Short task:
Reproduce the records below, replacing each occurrence of "asphalt road" with "paved road" and leaving everything else unchanged. Omit the pictures from your output.

*-*-*

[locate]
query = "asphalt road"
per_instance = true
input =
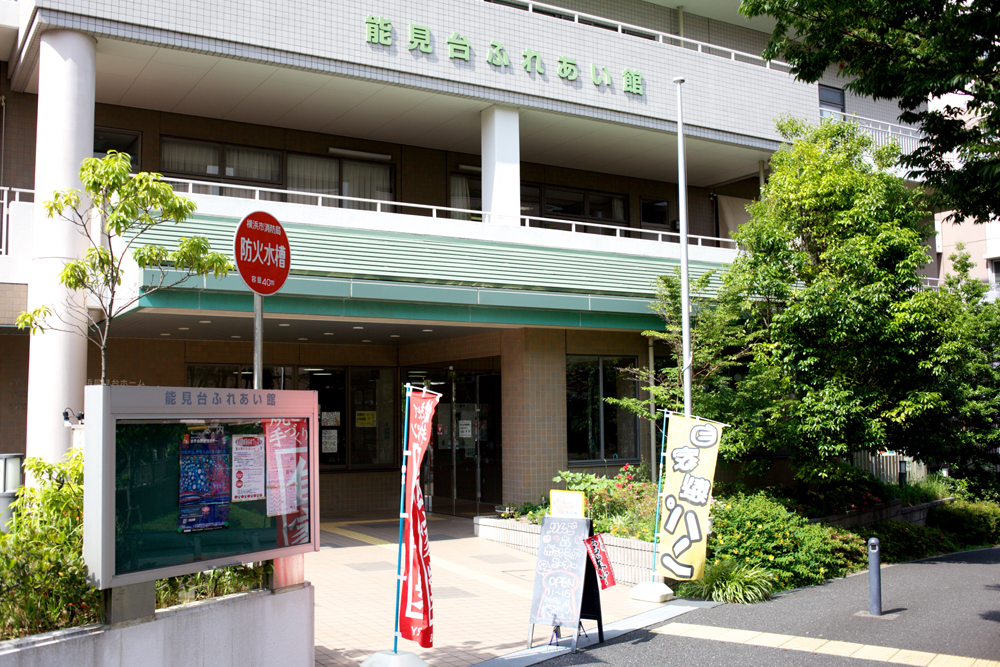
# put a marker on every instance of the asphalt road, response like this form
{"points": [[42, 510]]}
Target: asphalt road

*-*-*

Solution to this exercise:
[locate]
query = "paved road"
per_instance = true
input =
# put a marker on every instance of the paved road, response like this form
{"points": [[42, 510]]}
Target: paved road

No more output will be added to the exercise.